#### Task brief:
Each record is to be printed again precisely as it reads.

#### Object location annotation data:
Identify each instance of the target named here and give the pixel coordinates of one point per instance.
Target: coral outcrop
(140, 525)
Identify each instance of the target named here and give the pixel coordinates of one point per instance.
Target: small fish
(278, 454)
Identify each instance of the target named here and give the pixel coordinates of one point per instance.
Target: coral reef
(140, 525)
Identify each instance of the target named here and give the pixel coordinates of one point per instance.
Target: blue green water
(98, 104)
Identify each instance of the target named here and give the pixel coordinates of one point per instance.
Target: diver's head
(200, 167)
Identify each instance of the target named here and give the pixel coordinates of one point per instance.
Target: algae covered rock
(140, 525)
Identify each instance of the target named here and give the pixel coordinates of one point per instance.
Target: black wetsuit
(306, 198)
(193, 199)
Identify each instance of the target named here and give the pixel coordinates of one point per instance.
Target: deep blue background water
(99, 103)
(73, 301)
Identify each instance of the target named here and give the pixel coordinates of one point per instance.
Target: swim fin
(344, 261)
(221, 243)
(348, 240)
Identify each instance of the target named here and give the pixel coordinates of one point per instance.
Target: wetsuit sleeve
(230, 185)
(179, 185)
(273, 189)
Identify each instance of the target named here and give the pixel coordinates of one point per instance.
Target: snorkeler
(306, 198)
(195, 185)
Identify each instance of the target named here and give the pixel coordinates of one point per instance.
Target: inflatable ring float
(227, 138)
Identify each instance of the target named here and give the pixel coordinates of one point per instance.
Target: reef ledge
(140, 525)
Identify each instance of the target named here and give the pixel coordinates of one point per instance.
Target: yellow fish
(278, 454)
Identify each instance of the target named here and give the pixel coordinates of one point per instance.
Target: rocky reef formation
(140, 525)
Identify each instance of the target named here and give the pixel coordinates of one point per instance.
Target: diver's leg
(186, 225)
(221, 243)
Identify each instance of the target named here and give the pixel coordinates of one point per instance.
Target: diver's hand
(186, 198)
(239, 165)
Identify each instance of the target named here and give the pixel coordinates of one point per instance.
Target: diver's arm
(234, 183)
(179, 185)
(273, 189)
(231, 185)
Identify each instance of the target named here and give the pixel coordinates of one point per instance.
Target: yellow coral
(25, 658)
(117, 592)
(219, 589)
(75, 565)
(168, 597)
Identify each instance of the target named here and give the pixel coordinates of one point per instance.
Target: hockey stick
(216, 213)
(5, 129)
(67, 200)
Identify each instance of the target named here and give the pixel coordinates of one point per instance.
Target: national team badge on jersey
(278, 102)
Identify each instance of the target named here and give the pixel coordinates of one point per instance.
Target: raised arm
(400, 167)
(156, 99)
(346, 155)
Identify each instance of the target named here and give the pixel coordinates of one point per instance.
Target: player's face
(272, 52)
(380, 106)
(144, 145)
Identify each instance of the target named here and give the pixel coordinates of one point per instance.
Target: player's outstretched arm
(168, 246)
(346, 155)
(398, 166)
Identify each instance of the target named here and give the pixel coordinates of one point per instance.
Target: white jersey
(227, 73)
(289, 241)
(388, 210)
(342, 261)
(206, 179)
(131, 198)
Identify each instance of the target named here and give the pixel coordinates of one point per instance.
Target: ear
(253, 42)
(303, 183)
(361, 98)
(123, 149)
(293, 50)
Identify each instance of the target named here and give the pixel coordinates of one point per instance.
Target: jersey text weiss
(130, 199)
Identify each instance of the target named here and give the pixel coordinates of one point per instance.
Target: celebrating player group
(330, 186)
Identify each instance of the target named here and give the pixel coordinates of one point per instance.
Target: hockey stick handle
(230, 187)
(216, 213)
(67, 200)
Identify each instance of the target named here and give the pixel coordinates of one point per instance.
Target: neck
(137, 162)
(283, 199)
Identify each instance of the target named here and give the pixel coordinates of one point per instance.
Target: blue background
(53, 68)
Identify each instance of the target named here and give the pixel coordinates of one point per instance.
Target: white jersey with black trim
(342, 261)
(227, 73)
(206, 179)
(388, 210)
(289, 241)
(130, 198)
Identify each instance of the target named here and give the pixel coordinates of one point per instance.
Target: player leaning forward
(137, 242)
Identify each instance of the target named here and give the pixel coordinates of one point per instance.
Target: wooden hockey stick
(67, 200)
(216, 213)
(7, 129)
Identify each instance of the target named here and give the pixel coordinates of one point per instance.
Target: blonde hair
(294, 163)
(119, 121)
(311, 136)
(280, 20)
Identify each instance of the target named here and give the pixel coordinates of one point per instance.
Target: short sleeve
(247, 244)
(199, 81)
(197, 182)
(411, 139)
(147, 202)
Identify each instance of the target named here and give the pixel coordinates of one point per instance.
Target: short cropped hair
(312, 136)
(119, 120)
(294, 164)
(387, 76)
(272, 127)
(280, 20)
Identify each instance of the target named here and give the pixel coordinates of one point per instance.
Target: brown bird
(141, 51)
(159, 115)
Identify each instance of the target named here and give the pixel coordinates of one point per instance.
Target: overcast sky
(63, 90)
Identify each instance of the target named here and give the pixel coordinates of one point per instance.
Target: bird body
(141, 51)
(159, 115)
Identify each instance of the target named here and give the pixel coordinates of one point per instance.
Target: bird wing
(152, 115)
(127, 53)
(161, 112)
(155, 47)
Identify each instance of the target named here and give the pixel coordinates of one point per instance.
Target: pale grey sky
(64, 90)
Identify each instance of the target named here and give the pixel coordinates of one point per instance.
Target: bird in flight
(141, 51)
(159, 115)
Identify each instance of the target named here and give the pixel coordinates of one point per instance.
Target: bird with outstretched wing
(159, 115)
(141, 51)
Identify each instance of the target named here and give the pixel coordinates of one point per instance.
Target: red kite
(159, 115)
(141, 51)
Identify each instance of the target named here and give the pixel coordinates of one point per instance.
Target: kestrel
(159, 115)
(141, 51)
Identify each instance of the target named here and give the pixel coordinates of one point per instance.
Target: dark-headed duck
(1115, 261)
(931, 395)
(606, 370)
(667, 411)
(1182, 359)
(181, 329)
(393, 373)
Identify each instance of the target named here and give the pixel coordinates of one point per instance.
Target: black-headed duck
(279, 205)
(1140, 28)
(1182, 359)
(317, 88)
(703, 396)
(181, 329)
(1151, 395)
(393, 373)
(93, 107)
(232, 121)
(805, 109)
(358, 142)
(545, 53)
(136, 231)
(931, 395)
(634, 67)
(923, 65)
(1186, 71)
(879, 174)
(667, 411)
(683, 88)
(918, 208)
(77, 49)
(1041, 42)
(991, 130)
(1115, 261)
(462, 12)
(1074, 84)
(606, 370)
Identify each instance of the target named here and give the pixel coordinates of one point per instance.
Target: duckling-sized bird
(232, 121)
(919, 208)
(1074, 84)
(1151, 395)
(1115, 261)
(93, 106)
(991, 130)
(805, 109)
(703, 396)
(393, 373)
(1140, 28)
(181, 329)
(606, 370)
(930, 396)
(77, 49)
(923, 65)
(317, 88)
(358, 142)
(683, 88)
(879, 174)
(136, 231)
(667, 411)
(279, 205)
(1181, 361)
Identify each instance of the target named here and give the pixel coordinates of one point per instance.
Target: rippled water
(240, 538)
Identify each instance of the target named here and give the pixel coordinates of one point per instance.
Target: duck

#### Exercise output:
Identify each instance of the target named here and give the pixel coordinates of one point per instance.
Target: coral outcrop
(140, 525)
Identify each instance of the target named here and give the pixel coordinates of one point per instance.
Target: small fish
(278, 454)
Identify each instance of the target named here and give the pixel coordinates of one point per instance.
Target: coral reef
(140, 525)
Identify each instance of the target named here and give the pixel coordinates of one point per instance.
Target: blue green water
(98, 104)
Identify each instance of the target named here and give the pixel coordinates of one point per instance.
Target: diver's head
(200, 167)
Identify each instance of the target named here and give the pixel coordinates of one point per instance.
Target: algae covered rock
(140, 525)
Identify each instance of the target named here and give the pixel coordinates of one point per instance.
Target: black wetsuit
(306, 198)
(193, 199)
Identify each instance of the target named here and give the pixel coordinates of one point per instance.
Target: deep blue background water
(99, 103)
(73, 301)
Identify each instance of the target named here and give the pixel coordinates of one point per instance.
Target: swim fin
(344, 261)
(221, 243)
(348, 240)
Identify each instance of the target named here and give the pixel coordinates of one point per instance.
Target: wetsuit sleeve
(230, 185)
(179, 185)
(273, 189)
Identify each instance of the target named here and give the pixel coordinates of one point per instance.
Target: snorkeler
(306, 198)
(195, 185)
Identify each instance of the target named here and give the pixel coordinates of one point per instance.
Target: inflatable ring float
(227, 138)
Identify each instance of the target named here and give the pixel coordinates of one point per instance.
Target: reef ledge
(140, 525)
Identify each instance of the target named here and give the pixel coordinates of one point per instance.
Target: yellow fish
(278, 454)
Identify each instance of the target named here and give the pixel coordinates of one point per instance.
Target: rocky reef formation
(140, 525)
Identify each instance of the target named here and give the pixel coordinates of one point per instance.
Target: diver's leg
(186, 225)
(221, 243)
Identify each instance of the target named here and give the pixel coordinates of one point per instance.
Target: diver's hand
(186, 198)
(239, 165)
Identify each instance of the target named here and give the pixel coordinates of one point per instance.
Target: diver's arm
(234, 183)
(179, 185)
(273, 189)
(231, 185)
Identify each instance of the target named here and give the pixel coordinates of one point per instance.
Target: yellow coral
(25, 658)
(117, 592)
(219, 589)
(75, 565)
(168, 597)
Identify each instance of the target named here and give the pixel coordinates of one point per instance.
Target: hockey stick
(216, 213)
(5, 129)
(67, 200)
Identify each instance of the target named here and give the pixel coordinates of one point per instance.
Target: national team badge on jersey
(278, 102)
Identify each instance of the target named here and give the pixel coordinates of one point per instance.
Target: raised arm
(400, 167)
(156, 99)
(346, 155)
Identify each instance of the target named here and give the pixel coordinates of one point per instance.
Target: player's face
(272, 52)
(380, 106)
(144, 145)
Identify each instance of the target named here and give the pixel coordinates of one point per instance.
Target: player's outstretched arm
(168, 246)
(346, 155)
(398, 166)
Identify each instance of the target named here and give the pixel coordinates of one point per instance.
Target: white jersey
(227, 73)
(289, 241)
(388, 210)
(342, 261)
(206, 179)
(131, 198)
Identify each instance of the target named here and give the pixel coordinates of one point per instance.
Target: ear
(253, 42)
(303, 183)
(361, 98)
(123, 149)
(293, 50)
Identify each instance of the target named here and give the pixel coordinates of one point per instance.
Target: jersey text weiss
(130, 199)
Identify each instance of the target named here and give the pixel coordinates of one point per instance.
Target: celebrating player group
(330, 186)
Identify each instance of the target named here and give the pixel coordinates of one point per instance.
Target: hockey stick handle
(230, 187)
(216, 213)
(67, 200)
Identify each instance of the target named here and give the pixel coordinates of one point per instance.
Target: neck
(137, 162)
(283, 199)
Identify each instance of the target named here and give the pixel coordinates of one point per instance.
Target: blue background
(53, 68)
Identify each instance of the target named here and give the pixel coordinates of one point per instance.
Target: white jersey with black trim
(342, 261)
(227, 73)
(206, 179)
(388, 210)
(289, 241)
(130, 198)
Identify each instance of the target named here and give the pixel coordinates of one point per instance.
Target: player leaning forward
(137, 242)
Identify each instance of the target named here and give the pixel coordinates of one point per instance.
Target: wooden hockey stick
(67, 200)
(216, 213)
(7, 129)
Identify each instance of the target named here and give the pixel coordinates of one point per instance.
Target: blonde hair
(294, 163)
(119, 121)
(311, 136)
(280, 20)
Identify each instance of the target named here and give the pixel coordinates of one point per instance.
Target: short sleeve
(247, 244)
(199, 81)
(197, 182)
(411, 139)
(147, 202)
Identify each instance of the target named here and give the pixel coordinates of one point per instance.
Target: short cropped hair
(312, 136)
(119, 120)
(294, 164)
(387, 76)
(272, 127)
(280, 20)
Identify each instance of the target named here and give the pixel coordinates of one point per instance.
Target: brown bird
(141, 51)
(159, 115)
Identify each instance of the target named here and give the pixel coordinates of one point per instance.
Target: overcast sky
(63, 90)
Identify each instance of the target named here and give the pixel coordinates of one point per instance.
Target: bird body
(141, 51)
(159, 115)
Identify each instance of the target named here and give the pixel coordinates of one point per instance.
Target: bird wing
(152, 115)
(127, 53)
(161, 112)
(155, 47)
Identify each instance of the target named here and give the pixel coordinates of one point per instance.
Target: pale grey sky
(64, 90)
Identify each instance of the target named here and give the pixel coordinates of one point per instance.
Target: bird in flight
(141, 51)
(159, 115)
Identify each instance of the target named here and give the pixel coordinates of one point per instance.
Target: bird with outstretched wing
(159, 115)
(141, 51)
Identify each instance of the target named here and give the pixel coordinates of one point per instance.
Target: red kite
(159, 115)
(141, 51)
Identify each instance of the target named here and give the pixel coordinates of one point per instance.
Target: kestrel
(159, 115)
(141, 51)
Identify each instance of the target named here and give the pixel coordinates of one point per instance.
Target: dark-headed duck
(1115, 261)
(931, 395)
(606, 370)
(667, 411)
(1182, 359)
(181, 329)
(393, 373)
Identify each instance of the target named here and give the pixel coordinates of one point per instance.
Target: black-headed duck
(279, 205)
(1140, 28)
(1182, 359)
(317, 88)
(703, 396)
(181, 329)
(1151, 395)
(393, 373)
(93, 107)
(232, 121)
(805, 109)
(358, 142)
(545, 53)
(136, 231)
(931, 395)
(634, 67)
(923, 65)
(1186, 71)
(879, 174)
(667, 411)
(683, 88)
(918, 208)
(77, 49)
(1041, 42)
(991, 130)
(1115, 261)
(462, 12)
(1074, 84)
(606, 370)
Identify each instance of the target named here and give the pixel coordinates of one point per instance.
Target: duckling-sized bird
(232, 121)
(919, 208)
(1074, 84)
(1151, 395)
(1115, 261)
(93, 106)
(991, 130)
(805, 109)
(703, 396)
(393, 373)
(1140, 28)
(181, 329)
(606, 370)
(930, 396)
(77, 49)
(923, 65)
(317, 88)
(358, 142)
(683, 88)
(879, 174)
(136, 231)
(667, 411)
(279, 205)
(1181, 361)
Identify each instance of the target named here and give the pixel coordinates of one point per instance.
Target: rippled water
(240, 538)
Identify each instance of the target named here and give the pixel coordinates of one point per instance.
Target: duck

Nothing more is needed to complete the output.